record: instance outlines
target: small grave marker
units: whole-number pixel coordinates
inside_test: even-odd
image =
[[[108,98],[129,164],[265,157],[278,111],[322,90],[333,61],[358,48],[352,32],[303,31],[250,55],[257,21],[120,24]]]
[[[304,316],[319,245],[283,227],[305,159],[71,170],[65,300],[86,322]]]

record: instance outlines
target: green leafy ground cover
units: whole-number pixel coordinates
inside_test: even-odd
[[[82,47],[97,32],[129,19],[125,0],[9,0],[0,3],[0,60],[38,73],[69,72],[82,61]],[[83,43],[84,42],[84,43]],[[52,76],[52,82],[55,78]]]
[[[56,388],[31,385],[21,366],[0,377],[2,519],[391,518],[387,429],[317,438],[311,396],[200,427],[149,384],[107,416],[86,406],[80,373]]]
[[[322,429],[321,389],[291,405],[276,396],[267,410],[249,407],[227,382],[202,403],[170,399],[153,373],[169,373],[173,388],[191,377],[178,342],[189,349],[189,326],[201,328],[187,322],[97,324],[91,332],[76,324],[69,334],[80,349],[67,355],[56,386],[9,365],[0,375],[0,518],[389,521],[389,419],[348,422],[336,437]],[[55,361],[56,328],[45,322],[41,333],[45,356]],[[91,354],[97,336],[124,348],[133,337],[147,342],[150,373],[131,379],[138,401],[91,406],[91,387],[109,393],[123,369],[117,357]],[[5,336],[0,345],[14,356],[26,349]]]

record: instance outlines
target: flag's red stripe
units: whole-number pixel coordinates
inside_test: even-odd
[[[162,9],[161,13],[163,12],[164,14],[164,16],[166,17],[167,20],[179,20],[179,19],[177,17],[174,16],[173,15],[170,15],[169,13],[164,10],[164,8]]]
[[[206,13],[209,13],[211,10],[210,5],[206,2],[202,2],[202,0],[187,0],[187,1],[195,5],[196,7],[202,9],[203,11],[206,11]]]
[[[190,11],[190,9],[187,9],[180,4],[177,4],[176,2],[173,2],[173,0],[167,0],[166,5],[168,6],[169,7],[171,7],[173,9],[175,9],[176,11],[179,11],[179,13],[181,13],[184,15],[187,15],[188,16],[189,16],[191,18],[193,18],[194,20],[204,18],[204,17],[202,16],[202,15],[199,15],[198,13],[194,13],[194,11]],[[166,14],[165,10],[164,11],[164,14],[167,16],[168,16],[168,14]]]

□ □ □ □

### PROBLEM TO WORK ON:
Show every line in the listing that contains the word "target".

### OUTPUT:
target: small grave marker
target: green leafy ground cover
target: flag's red stripe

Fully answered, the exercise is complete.